# WHAT IS EXPECTED
Every entry that follows needs to be repeated exactly.
● ● ● ● ●
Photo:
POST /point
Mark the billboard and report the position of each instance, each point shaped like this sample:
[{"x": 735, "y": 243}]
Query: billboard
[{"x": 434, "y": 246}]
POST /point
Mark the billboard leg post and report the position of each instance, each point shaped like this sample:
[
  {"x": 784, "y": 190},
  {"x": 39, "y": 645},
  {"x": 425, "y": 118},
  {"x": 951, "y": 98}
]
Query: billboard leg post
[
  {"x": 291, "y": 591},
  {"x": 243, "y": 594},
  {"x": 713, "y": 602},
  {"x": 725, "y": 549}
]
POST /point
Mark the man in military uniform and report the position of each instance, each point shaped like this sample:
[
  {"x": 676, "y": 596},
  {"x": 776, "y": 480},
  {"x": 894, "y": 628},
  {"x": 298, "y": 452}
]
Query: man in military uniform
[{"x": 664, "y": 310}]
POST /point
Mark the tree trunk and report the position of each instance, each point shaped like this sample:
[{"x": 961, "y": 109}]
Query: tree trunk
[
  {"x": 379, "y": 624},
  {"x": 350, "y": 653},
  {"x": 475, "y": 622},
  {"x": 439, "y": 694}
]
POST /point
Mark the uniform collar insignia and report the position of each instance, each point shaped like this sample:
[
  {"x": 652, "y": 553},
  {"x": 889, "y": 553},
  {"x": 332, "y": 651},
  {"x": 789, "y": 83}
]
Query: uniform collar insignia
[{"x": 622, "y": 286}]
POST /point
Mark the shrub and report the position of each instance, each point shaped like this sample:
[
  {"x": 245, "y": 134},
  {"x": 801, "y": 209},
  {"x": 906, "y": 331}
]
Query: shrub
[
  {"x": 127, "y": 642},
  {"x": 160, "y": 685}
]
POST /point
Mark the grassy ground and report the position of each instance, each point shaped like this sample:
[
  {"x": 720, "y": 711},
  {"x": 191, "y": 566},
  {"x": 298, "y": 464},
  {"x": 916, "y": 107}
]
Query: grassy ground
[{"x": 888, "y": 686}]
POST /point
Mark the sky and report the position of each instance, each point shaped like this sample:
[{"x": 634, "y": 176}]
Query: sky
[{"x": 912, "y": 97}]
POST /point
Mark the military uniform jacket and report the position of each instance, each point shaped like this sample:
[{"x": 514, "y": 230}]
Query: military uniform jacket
● ● ● ● ●
# THE COMPLETED TASK
Photo:
POST /point
Mark the billboard and report the position of each instance, each point shaped like this sample:
[{"x": 735, "y": 243}]
Query: billboard
[{"x": 434, "y": 246}]
POST /point
Mark the billboard leg post and report the position of each instance, each point shaped like this sample:
[
  {"x": 784, "y": 190},
  {"x": 39, "y": 645},
  {"x": 425, "y": 118},
  {"x": 951, "y": 98}
]
Query: billboard leg post
[
  {"x": 291, "y": 591},
  {"x": 243, "y": 594},
  {"x": 713, "y": 602},
  {"x": 725, "y": 549}
]
POST /point
Mark the man in military uniform and report the position of each instance, each point shaped like this sample:
[
  {"x": 676, "y": 596},
  {"x": 776, "y": 480},
  {"x": 894, "y": 628},
  {"x": 298, "y": 452}
]
Query: man in military uniform
[{"x": 664, "y": 310}]
POST /point
Mark the tree trunk and report the position of each instance, each point shaped like this sample:
[{"x": 961, "y": 109}]
Query: tree trunk
[
  {"x": 379, "y": 624},
  {"x": 350, "y": 653},
  {"x": 475, "y": 622},
  {"x": 439, "y": 694}
]
POST /point
Mark the uniform collar insignia and report the position of each instance, each point shaped like this sample:
[
  {"x": 652, "y": 553},
  {"x": 889, "y": 553},
  {"x": 332, "y": 651},
  {"x": 789, "y": 83}
]
Query: uniform collar insignia
[{"x": 622, "y": 286}]
POST /point
Mark the shrub and report the position of each instance, each point shaped like this sample:
[
  {"x": 245, "y": 134},
  {"x": 801, "y": 209},
  {"x": 906, "y": 331}
]
Query: shrub
[
  {"x": 127, "y": 642},
  {"x": 160, "y": 685}
]
POST /point
Mark the grassy ground and report the position of each instance, each point shaped like this sample:
[
  {"x": 720, "y": 711},
  {"x": 191, "y": 566},
  {"x": 298, "y": 464},
  {"x": 916, "y": 107}
]
Query: grassy ground
[{"x": 888, "y": 686}]
POST /point
Mark the sky and report the position of each instance, each point shaped like this sample:
[{"x": 634, "y": 176}]
Query: sky
[{"x": 912, "y": 97}]
POST /point
Mark the military uniform jacket and report the position of each instance, each point shaped like this sample:
[{"x": 514, "y": 230}]
Query: military uniform jacket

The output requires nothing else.